- What needs to be done:
A word-for-word printout of the listing below is needed.

- Source data:
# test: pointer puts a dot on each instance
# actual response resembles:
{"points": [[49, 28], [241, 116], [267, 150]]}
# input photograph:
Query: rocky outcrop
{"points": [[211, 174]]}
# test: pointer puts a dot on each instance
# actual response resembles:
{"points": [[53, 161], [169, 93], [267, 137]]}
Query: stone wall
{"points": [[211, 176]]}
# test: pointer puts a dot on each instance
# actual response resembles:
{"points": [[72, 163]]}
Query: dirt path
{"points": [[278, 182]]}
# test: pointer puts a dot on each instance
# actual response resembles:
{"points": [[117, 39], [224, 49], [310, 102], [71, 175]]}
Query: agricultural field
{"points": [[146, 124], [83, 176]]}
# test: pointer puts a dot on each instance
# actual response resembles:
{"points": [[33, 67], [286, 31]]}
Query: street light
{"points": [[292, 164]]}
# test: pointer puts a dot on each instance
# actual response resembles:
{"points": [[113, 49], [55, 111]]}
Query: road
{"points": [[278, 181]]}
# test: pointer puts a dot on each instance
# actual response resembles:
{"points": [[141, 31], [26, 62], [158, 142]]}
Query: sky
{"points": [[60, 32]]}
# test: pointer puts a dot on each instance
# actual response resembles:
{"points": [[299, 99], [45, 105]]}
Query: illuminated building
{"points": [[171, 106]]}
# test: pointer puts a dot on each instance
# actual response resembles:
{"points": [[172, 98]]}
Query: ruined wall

- Response to this task:
# test: pointer puts a dot on each instance
# actual response resembles:
{"points": [[49, 28], [241, 116], [267, 150]]}
# input photograph:
Query: rocky outcrop
{"points": [[211, 174]]}
# test: pointer puts a dot on each instance
# actual response resembles:
{"points": [[53, 161], [169, 93], [267, 137]]}
Query: stone wall
{"points": [[211, 176]]}
# test: pointer puts a dot on each instance
# actual response resembles:
{"points": [[72, 163]]}
Query: dirt path
{"points": [[278, 182]]}
# test: pointer puts a dot on each instance
# actual response resembles:
{"points": [[117, 39], [224, 49], [310, 102], [71, 175]]}
Query: agricultural field
{"points": [[146, 124], [83, 176]]}
# test: pointer puts a dot on each instance
# actual response resembles:
{"points": [[33, 67], [286, 31]]}
Query: street light
{"points": [[292, 164]]}
# test: pointer puts a dot on each instance
# actual response resembles:
{"points": [[113, 49], [55, 111]]}
Query: road
{"points": [[278, 181]]}
# test: pointer puts a dot on each instance
# actual response resembles:
{"points": [[141, 31], [26, 62], [158, 142]]}
Query: sky
{"points": [[60, 32]]}
# test: pointer puts a dot on each instance
# actual response resembles:
{"points": [[299, 99], [45, 105]]}
Query: illuminated building
{"points": [[171, 106]]}
# test: pointer puts a dot on each instance
# actual response resembles:
{"points": [[172, 98]]}
Query: ruined wall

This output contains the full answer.